Copious Notes

After health setbacks, Nancy Cox delays return to ‘LEX 18 News’ anchor desk

WLEX-TV news anchor Nancy Cox.
WLEX-TV news anchor Nancy Cox. WLEX-TV

Like many people who’ve dealt with anything from the flu to a major health crisis, Nancy Cox says she started feeling better and overdid it.

“You feel like, ‘Wow, I’m getting back into life.’ But not all of you is ready for that,” says the WLEX-TV anchor, who went off the air for major back surgery in April.

In mid-June, Cox said she was targeting an August return. But now she says a combination of some complications including vertigo and a little overdoing it after she was cleared to drive again have set plans back at least a month.

“I’m disappointed,” Cox said. “I knew going in that it was a very serious surgery, but I expected everything to go like clockwork, exactly like the surgeons said, and they did not.

“It’s a domino effect: one complication may lead to a different adjustment, which leads to another complication, which leads to therapy on another part of your body, or whatever. That’s just what I’ve gone through — one speed bump after another. But I trust the healthcare professionals and making that re-commitment to my health.”

Cox shared the news with viewers Sunday in a Facebook post in which she said, “it seems as soon as I got my driving privileges back and out of the brace, I instinctively went back to putting my children’s needs ahead of my own.”

“I’ve had a great summer with both kids — well, a great time, really,” Cox said Monday. “It didn’t matter the season. Just being home with them more, of course that’s good. So, I took my eye off the goal, just a little bit.”

Since her setback, Cox says her 14-year-old daughter has started working with her on physical therapy and her son, 20, is “sort of looking after me now, reminding me to rest.”

## [Study questions]
1 – Answer these questions from the article about Nancy Cox.
(a) What kind of surgery did Cox go off the air for?
(b) Where did Cox share the news of her delayed return with viewers?
(c) How old is Cox's daughter?
2 – List every month and every day of the week that the article about Nancy Cox names.

## [Recorded data]
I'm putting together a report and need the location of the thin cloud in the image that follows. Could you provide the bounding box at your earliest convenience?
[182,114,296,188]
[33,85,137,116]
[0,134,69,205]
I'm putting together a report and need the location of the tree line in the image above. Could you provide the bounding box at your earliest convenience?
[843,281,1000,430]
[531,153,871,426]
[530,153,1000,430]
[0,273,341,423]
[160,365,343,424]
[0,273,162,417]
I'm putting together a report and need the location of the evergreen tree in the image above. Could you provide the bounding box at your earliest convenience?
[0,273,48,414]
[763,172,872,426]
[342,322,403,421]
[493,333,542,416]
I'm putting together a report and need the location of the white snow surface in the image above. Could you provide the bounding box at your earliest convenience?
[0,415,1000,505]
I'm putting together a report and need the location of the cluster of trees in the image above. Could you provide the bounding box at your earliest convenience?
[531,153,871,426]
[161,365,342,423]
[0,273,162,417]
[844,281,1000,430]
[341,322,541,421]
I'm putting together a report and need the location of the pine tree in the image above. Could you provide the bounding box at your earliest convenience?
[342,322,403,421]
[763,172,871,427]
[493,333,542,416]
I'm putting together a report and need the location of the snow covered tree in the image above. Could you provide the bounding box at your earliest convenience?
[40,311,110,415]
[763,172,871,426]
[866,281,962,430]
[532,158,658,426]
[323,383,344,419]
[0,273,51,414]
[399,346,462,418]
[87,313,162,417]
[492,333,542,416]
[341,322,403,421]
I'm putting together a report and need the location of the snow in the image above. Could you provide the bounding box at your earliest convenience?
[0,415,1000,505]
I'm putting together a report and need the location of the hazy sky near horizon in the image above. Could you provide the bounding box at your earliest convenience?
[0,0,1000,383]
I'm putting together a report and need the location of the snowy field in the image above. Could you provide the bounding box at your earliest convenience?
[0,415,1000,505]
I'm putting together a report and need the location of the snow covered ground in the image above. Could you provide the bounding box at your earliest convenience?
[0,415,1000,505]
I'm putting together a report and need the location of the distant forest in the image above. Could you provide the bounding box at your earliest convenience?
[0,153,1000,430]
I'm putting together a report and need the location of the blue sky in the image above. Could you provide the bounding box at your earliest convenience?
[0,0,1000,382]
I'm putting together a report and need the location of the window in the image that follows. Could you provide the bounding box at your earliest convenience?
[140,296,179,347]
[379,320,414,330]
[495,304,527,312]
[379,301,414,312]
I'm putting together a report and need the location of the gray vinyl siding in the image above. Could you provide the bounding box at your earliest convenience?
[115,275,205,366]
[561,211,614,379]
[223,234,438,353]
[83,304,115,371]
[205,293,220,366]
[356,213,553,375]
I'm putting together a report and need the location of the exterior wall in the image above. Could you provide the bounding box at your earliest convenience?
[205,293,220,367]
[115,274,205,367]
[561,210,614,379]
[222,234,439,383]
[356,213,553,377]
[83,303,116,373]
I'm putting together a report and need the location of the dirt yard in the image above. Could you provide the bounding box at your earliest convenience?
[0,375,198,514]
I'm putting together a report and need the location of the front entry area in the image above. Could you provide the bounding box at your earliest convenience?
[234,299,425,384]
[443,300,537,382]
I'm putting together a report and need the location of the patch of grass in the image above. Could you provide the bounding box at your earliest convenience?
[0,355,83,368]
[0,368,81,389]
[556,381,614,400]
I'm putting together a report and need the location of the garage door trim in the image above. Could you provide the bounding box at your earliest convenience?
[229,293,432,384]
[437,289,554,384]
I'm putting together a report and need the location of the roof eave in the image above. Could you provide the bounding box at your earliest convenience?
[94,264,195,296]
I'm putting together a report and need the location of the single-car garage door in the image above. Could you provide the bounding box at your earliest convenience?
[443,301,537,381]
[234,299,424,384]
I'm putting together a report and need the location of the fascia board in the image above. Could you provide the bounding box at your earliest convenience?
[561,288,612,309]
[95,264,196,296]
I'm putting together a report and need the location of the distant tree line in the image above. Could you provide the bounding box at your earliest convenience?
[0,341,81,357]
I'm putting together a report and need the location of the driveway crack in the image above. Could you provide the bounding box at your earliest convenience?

## [Exercise results]
1 –
(a) Major back surgery.
(b) In a Facebook post.
(c) 14.

2 – April, June, August, Sunday, Monday